Extracted data entries
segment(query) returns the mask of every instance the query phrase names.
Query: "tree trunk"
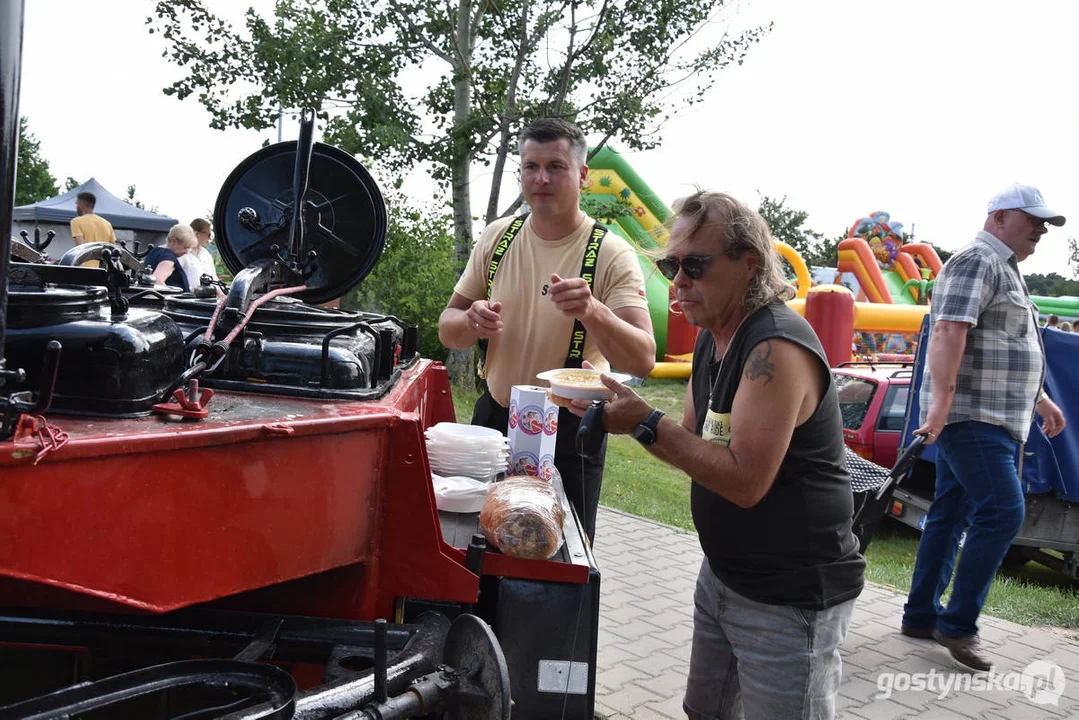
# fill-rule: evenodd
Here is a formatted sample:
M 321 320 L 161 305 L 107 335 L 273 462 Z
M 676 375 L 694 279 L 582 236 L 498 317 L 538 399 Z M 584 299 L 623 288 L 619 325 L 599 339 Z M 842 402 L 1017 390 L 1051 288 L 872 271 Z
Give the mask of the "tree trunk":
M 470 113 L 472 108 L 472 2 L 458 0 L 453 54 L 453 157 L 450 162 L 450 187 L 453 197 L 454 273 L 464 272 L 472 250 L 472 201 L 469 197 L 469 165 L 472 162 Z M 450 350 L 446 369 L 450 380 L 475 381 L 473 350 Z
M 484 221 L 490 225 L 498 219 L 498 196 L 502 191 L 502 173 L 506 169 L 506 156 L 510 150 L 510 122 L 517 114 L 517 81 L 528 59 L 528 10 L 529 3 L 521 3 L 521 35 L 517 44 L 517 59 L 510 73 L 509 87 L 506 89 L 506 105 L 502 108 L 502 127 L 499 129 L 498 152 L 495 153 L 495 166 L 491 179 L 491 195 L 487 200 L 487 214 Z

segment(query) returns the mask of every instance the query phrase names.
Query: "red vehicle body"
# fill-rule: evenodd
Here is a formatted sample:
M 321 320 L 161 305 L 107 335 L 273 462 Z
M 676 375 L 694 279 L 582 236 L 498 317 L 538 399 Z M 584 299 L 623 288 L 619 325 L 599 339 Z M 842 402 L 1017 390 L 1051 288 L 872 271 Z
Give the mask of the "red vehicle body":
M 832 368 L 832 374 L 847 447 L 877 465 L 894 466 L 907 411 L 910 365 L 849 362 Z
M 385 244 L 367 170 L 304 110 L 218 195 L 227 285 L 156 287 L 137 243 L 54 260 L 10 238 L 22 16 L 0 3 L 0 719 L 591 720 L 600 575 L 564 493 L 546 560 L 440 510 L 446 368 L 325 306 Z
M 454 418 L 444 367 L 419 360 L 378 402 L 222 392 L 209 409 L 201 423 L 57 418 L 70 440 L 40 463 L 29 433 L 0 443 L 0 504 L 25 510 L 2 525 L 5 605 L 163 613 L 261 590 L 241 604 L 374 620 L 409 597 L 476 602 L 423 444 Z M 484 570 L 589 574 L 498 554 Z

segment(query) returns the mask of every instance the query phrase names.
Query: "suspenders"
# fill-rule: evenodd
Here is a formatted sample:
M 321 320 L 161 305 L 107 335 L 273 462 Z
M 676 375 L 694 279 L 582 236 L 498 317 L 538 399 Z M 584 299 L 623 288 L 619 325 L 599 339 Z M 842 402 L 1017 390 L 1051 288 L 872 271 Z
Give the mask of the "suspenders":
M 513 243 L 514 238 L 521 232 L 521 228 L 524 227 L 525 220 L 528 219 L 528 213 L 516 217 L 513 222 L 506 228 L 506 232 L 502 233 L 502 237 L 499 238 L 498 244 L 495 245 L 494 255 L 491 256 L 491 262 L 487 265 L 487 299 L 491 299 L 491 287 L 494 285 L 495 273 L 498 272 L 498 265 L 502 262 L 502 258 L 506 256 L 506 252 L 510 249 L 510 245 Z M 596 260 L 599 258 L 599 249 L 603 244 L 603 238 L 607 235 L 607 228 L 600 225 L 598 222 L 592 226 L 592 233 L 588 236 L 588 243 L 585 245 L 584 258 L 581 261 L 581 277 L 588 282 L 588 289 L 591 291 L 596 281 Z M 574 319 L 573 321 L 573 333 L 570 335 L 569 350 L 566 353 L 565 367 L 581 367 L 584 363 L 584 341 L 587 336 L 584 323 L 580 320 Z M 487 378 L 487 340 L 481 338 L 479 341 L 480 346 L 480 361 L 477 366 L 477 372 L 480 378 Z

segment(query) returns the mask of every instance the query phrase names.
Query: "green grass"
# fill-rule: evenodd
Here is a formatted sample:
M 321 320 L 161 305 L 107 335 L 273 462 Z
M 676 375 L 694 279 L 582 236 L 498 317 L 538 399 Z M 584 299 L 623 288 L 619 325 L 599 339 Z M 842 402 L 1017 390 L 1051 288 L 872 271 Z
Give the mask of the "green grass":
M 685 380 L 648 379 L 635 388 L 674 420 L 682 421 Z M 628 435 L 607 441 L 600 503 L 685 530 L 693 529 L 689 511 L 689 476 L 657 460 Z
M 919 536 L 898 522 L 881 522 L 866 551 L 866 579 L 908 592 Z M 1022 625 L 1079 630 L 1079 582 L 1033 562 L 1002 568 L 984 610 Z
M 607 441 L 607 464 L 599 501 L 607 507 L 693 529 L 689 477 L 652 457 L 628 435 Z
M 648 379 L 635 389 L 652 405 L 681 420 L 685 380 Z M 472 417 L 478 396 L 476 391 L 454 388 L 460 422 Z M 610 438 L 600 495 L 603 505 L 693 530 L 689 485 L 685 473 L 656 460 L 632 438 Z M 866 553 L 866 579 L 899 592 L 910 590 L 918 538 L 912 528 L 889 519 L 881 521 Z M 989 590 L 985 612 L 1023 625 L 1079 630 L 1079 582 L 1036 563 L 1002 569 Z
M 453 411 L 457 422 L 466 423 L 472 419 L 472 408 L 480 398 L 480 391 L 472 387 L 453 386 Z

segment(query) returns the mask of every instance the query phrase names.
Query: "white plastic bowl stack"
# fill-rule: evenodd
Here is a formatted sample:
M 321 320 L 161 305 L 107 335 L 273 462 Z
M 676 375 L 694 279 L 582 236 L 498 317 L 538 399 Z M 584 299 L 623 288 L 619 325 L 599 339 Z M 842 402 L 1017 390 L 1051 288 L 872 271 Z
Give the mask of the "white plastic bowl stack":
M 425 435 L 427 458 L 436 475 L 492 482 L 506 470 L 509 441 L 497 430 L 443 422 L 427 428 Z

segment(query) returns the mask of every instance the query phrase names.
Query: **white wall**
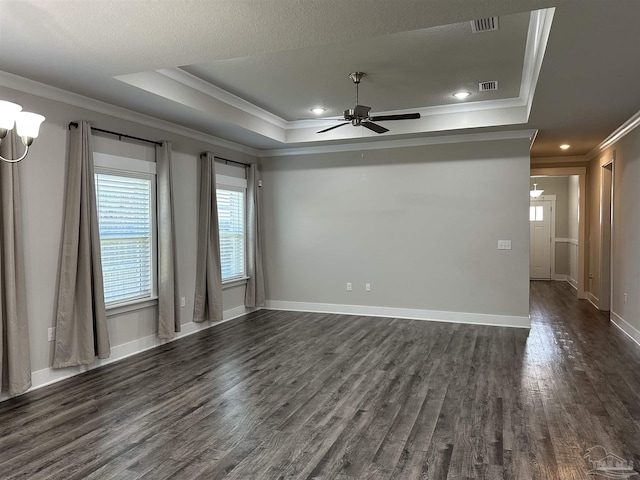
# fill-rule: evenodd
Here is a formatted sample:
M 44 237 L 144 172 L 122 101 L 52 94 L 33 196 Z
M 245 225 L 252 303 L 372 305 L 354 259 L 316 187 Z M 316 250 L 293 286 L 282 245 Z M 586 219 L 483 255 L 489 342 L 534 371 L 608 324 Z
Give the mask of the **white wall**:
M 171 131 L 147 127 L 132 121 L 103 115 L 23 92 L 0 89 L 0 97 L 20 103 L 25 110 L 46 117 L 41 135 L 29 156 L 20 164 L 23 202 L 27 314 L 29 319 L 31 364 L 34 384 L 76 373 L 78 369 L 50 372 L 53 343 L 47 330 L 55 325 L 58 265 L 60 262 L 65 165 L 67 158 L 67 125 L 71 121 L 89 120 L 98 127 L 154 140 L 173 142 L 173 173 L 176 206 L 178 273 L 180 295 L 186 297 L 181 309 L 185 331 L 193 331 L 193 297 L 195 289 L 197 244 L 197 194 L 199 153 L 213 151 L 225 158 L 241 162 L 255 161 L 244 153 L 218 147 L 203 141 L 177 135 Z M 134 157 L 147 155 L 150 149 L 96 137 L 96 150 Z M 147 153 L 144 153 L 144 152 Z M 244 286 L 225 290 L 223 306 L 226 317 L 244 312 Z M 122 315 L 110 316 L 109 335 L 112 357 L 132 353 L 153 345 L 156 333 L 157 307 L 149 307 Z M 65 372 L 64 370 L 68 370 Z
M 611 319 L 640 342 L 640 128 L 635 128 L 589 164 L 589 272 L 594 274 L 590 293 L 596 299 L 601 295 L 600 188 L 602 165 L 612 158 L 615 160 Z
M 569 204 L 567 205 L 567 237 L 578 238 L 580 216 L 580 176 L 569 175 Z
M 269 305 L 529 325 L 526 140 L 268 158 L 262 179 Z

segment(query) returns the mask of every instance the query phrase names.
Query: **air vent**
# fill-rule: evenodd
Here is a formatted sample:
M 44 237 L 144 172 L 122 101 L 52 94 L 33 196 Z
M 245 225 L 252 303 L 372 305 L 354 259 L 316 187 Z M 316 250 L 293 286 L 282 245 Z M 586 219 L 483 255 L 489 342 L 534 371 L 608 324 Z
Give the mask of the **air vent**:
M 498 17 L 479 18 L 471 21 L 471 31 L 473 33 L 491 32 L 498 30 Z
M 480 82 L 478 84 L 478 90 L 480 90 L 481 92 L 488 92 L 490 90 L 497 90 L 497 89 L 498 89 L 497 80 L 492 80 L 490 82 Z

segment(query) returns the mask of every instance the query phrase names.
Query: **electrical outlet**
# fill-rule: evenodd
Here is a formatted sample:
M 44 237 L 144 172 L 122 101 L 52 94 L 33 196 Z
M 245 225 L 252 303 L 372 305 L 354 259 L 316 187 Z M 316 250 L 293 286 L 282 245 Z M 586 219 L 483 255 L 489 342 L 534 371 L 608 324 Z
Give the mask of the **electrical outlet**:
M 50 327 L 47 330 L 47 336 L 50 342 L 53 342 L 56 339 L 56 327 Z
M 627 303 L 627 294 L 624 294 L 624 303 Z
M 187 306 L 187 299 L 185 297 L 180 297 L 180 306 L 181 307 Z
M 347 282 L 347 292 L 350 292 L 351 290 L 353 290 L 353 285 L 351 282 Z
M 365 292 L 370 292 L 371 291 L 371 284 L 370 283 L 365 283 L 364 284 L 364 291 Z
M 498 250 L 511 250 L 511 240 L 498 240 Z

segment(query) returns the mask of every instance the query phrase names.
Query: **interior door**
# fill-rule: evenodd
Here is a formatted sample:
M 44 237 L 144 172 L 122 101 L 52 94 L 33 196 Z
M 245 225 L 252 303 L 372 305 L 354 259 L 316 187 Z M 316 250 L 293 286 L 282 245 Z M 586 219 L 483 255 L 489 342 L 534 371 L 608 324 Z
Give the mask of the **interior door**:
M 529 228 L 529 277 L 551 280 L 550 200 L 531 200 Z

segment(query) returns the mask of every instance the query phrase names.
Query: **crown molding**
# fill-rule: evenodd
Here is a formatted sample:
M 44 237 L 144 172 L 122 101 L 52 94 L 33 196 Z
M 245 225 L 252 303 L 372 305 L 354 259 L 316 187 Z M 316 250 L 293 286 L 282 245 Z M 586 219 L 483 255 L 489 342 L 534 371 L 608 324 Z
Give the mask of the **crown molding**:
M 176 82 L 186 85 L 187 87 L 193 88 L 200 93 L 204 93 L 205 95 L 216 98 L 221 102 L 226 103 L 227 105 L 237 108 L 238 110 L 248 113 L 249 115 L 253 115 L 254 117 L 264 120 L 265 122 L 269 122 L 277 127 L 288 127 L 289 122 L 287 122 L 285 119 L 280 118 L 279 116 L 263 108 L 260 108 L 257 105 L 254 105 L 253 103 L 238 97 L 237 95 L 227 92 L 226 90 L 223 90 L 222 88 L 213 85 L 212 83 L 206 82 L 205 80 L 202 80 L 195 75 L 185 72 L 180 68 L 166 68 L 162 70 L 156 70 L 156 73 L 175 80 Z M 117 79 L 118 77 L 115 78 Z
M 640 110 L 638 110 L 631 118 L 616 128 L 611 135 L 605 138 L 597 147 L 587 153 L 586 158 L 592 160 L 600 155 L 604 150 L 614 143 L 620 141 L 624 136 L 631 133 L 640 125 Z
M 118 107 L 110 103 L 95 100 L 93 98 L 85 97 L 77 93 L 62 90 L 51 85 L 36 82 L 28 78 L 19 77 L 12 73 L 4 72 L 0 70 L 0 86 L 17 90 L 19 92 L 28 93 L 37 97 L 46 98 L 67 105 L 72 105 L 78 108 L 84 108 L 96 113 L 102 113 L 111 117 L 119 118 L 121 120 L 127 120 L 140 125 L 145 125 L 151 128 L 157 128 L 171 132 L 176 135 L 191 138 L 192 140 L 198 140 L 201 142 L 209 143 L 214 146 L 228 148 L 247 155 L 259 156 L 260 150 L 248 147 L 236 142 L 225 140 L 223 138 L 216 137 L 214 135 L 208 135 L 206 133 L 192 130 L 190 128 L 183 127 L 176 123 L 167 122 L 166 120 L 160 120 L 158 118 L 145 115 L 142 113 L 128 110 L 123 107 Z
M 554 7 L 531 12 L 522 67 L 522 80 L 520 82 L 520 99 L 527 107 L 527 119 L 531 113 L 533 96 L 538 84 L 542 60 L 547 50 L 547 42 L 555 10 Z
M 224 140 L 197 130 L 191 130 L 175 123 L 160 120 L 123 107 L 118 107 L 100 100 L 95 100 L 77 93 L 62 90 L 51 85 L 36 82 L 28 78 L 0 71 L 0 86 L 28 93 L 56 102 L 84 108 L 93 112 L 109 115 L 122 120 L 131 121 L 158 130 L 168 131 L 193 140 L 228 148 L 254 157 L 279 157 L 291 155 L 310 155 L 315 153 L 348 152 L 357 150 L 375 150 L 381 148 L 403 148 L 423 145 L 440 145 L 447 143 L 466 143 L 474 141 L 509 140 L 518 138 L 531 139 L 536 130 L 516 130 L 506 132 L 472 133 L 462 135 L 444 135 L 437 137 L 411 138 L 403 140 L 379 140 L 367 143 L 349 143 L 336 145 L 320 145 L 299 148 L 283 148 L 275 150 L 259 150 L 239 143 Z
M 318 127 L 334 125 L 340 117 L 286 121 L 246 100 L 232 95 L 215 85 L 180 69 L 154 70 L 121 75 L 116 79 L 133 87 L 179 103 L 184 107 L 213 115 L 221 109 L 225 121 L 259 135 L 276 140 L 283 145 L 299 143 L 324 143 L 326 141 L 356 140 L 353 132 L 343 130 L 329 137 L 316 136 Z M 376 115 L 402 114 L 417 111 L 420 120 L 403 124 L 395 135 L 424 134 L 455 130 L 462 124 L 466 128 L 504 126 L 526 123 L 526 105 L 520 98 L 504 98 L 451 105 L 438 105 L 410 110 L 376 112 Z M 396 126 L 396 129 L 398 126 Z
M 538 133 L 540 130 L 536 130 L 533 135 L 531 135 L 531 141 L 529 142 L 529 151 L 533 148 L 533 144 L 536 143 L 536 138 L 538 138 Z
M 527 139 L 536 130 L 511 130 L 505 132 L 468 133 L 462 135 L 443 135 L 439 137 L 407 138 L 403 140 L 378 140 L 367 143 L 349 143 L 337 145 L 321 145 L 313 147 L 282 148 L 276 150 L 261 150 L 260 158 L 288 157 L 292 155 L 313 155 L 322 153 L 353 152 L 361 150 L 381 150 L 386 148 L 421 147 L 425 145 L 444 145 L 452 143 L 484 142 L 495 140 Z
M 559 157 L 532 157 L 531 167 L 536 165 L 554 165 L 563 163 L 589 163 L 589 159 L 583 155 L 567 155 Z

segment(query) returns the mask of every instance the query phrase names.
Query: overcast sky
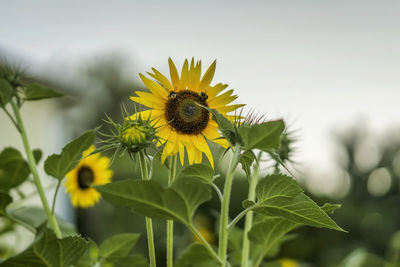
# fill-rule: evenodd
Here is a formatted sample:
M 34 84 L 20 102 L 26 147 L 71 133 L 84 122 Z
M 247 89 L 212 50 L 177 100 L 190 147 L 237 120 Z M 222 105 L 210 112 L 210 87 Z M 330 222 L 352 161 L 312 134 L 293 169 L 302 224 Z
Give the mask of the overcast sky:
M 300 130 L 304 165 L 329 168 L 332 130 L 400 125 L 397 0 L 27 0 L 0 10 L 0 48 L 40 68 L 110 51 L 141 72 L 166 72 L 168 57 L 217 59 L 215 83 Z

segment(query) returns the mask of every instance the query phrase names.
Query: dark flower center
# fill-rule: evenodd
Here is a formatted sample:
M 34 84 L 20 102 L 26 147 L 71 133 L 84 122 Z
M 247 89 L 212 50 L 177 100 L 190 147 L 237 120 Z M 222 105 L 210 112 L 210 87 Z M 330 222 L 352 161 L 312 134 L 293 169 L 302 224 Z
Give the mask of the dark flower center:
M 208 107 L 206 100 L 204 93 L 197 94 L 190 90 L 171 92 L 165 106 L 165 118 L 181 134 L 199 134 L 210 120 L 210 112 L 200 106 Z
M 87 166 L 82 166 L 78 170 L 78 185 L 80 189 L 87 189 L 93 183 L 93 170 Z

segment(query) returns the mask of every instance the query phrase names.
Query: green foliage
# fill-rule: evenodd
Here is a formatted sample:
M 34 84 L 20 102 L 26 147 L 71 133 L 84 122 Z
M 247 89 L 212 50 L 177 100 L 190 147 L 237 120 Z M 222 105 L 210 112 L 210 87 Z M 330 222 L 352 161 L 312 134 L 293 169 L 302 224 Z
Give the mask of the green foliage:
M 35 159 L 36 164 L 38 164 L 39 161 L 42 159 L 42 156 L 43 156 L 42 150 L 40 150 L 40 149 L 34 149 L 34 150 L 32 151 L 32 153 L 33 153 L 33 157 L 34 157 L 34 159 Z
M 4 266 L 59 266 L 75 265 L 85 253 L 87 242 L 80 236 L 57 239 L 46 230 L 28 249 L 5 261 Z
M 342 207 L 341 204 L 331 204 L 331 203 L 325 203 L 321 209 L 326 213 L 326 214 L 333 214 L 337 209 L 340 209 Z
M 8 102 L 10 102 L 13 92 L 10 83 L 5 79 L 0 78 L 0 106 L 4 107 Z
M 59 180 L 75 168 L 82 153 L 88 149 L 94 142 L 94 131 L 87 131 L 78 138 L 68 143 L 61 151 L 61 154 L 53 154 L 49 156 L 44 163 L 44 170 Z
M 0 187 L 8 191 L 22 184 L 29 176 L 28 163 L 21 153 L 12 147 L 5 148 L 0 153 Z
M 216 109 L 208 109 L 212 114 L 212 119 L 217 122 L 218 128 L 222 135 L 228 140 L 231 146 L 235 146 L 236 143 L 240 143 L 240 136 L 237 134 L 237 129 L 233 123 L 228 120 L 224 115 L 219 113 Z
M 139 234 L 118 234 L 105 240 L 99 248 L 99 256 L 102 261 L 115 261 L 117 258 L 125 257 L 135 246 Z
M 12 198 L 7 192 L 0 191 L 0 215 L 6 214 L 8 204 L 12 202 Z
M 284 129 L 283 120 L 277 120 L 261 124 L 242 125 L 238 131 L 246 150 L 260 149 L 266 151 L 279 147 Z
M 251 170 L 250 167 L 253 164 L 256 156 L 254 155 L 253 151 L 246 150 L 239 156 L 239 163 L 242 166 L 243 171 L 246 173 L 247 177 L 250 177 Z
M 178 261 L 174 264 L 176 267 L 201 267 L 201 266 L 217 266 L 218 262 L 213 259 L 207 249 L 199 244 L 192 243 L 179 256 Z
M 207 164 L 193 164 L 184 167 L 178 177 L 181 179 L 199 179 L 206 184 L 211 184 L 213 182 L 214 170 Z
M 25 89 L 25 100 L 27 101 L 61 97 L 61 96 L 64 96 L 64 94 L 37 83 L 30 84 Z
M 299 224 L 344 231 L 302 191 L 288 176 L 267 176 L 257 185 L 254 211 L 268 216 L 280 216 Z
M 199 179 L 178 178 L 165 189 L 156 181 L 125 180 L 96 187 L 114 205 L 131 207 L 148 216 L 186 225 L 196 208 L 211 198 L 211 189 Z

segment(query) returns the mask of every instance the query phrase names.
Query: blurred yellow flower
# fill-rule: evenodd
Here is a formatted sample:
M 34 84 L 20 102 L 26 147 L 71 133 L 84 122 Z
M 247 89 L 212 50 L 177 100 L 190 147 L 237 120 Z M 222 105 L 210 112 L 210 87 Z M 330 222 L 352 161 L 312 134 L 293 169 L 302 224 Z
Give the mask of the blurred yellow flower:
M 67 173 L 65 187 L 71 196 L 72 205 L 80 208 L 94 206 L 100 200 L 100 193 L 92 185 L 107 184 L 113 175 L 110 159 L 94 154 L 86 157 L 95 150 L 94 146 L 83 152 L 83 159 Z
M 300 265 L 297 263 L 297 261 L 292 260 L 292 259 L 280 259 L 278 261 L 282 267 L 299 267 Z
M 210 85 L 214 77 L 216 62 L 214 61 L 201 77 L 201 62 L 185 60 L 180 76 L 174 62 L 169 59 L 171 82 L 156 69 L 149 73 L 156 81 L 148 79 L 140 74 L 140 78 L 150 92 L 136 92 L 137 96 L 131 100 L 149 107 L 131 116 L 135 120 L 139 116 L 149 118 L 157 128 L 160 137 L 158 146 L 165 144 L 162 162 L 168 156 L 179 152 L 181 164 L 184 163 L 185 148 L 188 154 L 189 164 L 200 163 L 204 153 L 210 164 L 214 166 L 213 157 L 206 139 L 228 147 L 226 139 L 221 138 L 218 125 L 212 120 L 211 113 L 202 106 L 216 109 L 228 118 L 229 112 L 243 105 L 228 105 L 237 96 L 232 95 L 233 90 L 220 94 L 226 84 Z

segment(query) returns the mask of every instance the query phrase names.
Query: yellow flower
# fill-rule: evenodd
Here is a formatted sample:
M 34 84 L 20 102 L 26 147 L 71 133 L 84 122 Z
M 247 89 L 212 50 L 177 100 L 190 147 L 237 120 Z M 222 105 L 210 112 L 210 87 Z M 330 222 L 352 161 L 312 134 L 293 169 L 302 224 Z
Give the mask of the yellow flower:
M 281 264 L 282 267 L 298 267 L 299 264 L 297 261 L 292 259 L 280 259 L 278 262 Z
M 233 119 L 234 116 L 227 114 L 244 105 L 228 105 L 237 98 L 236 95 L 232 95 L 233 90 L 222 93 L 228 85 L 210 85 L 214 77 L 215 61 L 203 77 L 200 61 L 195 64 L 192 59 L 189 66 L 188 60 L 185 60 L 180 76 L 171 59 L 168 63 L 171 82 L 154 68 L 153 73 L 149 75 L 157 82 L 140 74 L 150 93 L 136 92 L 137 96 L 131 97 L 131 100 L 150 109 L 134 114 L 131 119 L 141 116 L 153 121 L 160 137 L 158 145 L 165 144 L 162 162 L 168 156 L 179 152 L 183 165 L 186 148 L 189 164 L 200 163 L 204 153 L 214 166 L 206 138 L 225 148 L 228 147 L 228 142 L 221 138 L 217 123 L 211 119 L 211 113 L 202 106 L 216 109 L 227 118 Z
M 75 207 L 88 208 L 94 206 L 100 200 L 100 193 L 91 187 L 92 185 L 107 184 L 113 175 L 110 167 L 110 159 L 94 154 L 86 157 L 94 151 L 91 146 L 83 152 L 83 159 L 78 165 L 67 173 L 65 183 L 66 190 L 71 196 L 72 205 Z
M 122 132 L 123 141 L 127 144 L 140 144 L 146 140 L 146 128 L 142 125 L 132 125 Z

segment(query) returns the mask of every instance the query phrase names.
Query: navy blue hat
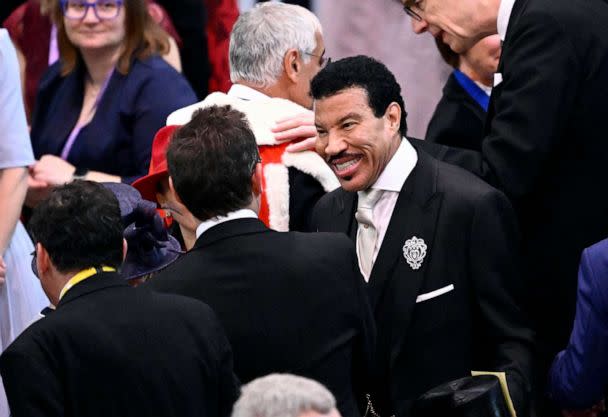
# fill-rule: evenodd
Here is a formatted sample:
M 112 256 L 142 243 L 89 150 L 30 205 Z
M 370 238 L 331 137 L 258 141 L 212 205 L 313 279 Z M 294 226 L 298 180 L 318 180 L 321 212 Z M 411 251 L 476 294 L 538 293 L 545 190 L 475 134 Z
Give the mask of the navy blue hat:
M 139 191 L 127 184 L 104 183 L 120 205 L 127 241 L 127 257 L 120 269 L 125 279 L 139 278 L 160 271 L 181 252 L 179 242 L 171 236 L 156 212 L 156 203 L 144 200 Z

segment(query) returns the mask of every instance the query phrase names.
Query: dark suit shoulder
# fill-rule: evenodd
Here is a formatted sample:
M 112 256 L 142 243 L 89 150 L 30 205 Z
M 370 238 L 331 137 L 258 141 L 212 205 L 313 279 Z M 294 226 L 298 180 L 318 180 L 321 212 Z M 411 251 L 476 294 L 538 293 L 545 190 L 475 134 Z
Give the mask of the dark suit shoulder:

- [Problem to solve]
Would you copy all lines in the records where the string "shoulder" appears?

- [Response area]
Query: dark suit shoulder
Give the mask of the dark suit shoulder:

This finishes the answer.